Excerpt to read:
+ + + + +

Here is a quick post to let you know my article about eco printing paper for an Artist’s Book appears in the July issue of Somerset Studio. Today I am posting (below) the unedited version of my original text  for readers of Somerset Studio and for readers of my blog.

The edited version appearing in the magazine contains incorrect instructions about the use of PVA as adhesive to attach plants and metals for eco printing. I was not given the opportunity to see the article, post-editing. If readers followed the instructions as published under my name by Somerset Studio, I believe they would be disappointed and would fail to produce a useable print on a useable substrate.

As you perhaps know from reading these pages, I have not so far glued plants or metal bits onto substrates for eco prints and have never recommended this strategy.  Were I to use glues for attaching leaves etc, I would try a water soluble adhesive like  wheat paste, methyl cellulose, corn starch paste, etc, but never PVA. PVA can be used successfully to attach textiles or paper to the cover boards of books and was, in fact,  used for the covers of the book in my article; still, I prefer to use reversible glues such as wheat paste for the pages in most of my Artist Books.

So let me try to snatch Victory from the jaws of Defeat (a famous Churchillian quote): maybe I will next try some experiments with glueing plants to substrates and thank Somerset Studio for the inspiration as well as for publishing my work. Tout set Providence: Everything is Providence.

For images of the book, see tags Rust Print, Artist Books on this blog. BTW, the book is on exhibition in Calgary this month at the national show for the Canadian Book Artists and Book Binders Guild.

Tutorial

Eco Printing with Rust and Plants

Introduction

My artist book “Botanica: New World Scroll 1” is made from papers eco printed with rust and plant dyes as a contemporary take on traditions of natural dyeing and bookmaking. Object and process both invite us to slow down and savor making, handling and viewing a beautiful book, to appreciate a book’s tactile and visual pleasures as well as its intellectual ones. Historically, the first books were scrolls, sometimes pleated or slatted, objects of reverence treasured for both content and form. My book’s accordion and pamphlet-stitched structure printed in contemporary style on watercolor paper creates living links to a rich past.

+ + + + +

Supplied information:
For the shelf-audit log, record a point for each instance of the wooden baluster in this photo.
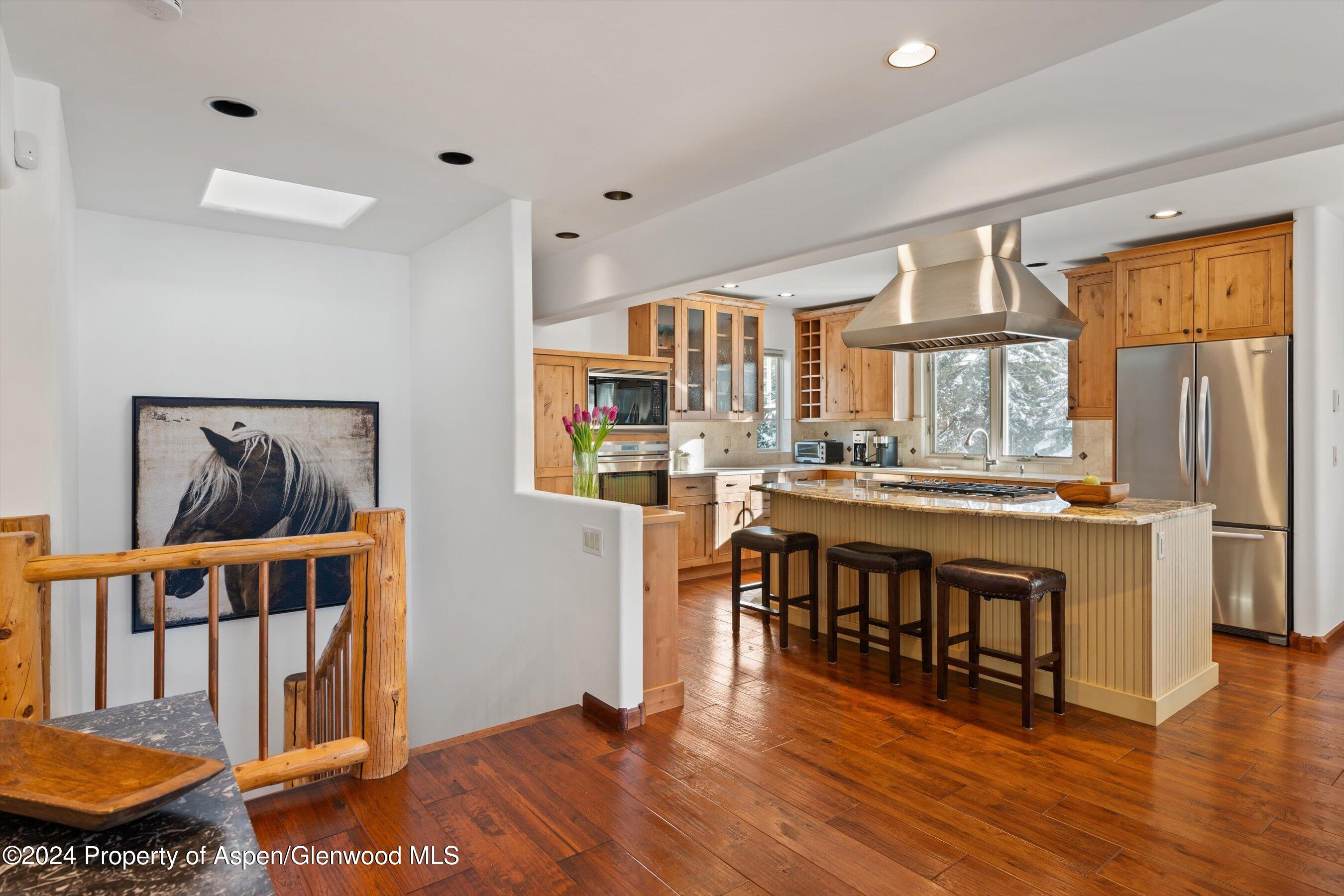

+ + + + +

Set task 1: Return the part of the eco printing post that begins at the words "Eco Printing with" and stops after "a rich past.".
Set task 2: Name every water-soluble adhesive the eco printing post says the writer would try for attaching leaves.

Task solution 1:
Eco Printing with Rust and Plants

Introduction

My artist book “Botanica: New World Scroll 1” is made from papers eco printed with rust and plant dyes as a contemporary take on traditions of natural dyeing and bookmaking. Object and process both invite us to slow down and savor making, handling and viewing a beautiful book, to appreciate a book’s tactile and visual pleasures as well as its intellectual ones. Historically, the first books were scrolls, sometimes pleated or slatted, objects of reverence treasured for both content and form. My book’s accordion and pamphlet-stitched structure printed in contemporary style on watercolor paper creates living links to a rich past.

Task solution 2: wheat paste, methyl cellulose, corn starch paste